GOAL 1: Collect every line in the entries that contains the word "lanyard", copying each one in full.

─── PASSAGE SHOWN ───

From: Julian Foad <julianfoad_at_btopenworld.com>
Date: Thu, 07 Aug 2008 12:34:02 +0100

On Wed, 2008-08-06 at 17:53 -0400, Paul Burba wrote:
> On Wed, Aug 6, 2008 at 7:29 AM, Julian Foad <julianfoad_at_btopenworld.com> wrote:
> > Here's an improved version. It now compares the properties as well as
> > the text content. It ignores the "svn:mergeinfo" property because that
> > property does not contribute to a difference in the file's current state
> > but only tells how the file reached its current state.
>
> +1
>
> > Just one test fails: merge_tests.py 77. It looks like the reverse-merge
> > "svn merge -r9:2 A A_COPY" is omitting r8 from the revision ranges it
> > thinks it needs to handle. r8 was a text mod to A/D/H/nu. Is this
> > because Subversion thinks, "there's no point merging r8 (a text mod)
> > because I can see that I would follow that with deleting the file, so it
> > would be a waste of effort"?
>
> Your guess is pretty much spot on, r8 is being ignored, as far as 'nu'
> is concerned, because 'nu' will be deleted anyway when r7 is reverse
> merged. Well, to be accurate, it's not doing this simply because 'nu'
> will be deleted, rather it is taking advantage of that fact as part of
> the fix for issue #3067, which tries to avoid describing
> path/revisions to the editor which don't actually exist.
>
> It might help to walk through exactly what is happening in merge_tests.py 77:

Thanks for all this, Paul.

───

GOAL 2: In the email exchange above, which property does the improved version ignore when it compares files?

─── PROVIDED DATA ───

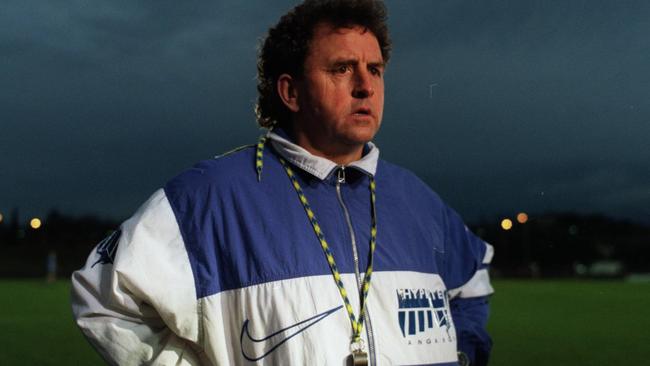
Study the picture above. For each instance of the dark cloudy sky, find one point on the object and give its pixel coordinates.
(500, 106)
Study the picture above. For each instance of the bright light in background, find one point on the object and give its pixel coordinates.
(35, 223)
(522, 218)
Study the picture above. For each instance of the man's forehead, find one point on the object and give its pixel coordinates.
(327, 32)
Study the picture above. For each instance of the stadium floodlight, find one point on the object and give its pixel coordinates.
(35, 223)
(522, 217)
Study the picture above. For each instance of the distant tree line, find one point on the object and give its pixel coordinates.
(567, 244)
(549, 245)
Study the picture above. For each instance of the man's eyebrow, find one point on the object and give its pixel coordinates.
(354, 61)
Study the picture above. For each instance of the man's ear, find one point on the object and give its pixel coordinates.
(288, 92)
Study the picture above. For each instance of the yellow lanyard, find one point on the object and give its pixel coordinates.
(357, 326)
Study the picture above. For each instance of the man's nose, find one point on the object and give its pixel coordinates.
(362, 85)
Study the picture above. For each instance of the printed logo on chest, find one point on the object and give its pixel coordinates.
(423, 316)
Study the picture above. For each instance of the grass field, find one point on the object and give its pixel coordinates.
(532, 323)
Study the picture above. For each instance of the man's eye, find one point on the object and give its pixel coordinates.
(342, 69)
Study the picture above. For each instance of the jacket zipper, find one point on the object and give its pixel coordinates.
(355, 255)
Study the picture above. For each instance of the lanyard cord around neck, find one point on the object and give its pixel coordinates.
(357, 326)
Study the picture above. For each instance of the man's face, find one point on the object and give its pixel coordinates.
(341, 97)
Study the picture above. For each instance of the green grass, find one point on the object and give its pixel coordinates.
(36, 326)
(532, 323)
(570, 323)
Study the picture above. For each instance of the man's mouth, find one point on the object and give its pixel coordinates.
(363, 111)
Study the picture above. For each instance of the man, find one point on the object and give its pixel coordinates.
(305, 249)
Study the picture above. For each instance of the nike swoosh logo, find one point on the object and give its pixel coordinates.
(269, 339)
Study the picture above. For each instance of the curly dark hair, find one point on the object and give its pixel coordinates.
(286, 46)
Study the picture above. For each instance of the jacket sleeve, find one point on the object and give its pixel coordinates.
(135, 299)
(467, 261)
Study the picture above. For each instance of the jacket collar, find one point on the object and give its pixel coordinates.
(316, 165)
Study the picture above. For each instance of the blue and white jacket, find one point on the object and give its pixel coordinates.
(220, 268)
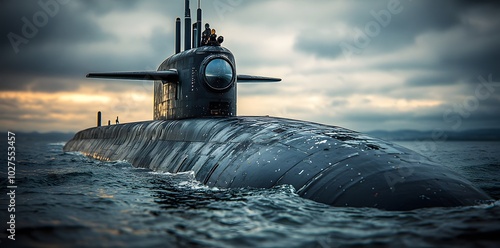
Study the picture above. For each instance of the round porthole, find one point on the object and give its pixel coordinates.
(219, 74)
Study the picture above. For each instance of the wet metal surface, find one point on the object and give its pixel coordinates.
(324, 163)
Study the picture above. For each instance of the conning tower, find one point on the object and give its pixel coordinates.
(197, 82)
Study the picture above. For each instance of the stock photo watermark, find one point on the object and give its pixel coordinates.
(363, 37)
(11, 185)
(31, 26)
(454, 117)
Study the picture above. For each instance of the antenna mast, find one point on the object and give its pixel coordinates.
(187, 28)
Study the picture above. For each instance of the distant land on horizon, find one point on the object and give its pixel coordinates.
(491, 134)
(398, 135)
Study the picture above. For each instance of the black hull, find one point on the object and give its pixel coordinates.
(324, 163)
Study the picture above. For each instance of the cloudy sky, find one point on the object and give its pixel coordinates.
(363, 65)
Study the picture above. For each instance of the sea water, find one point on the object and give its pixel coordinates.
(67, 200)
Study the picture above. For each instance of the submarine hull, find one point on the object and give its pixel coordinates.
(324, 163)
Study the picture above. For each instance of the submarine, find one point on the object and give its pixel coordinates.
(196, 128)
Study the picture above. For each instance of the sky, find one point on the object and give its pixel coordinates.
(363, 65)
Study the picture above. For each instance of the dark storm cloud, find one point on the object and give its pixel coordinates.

───

COMPLETE OUTPUT 1:
Study the picture above. For each instance of the yellow lanyard, find one point on the object and give its pixel coordinates.
Study the picture above. For each instance of the lanyard cord around neck, find one point on the object and give its pixel coordinates.

COMPLETE OUTPUT 2: The "svn:mergeinfo" property.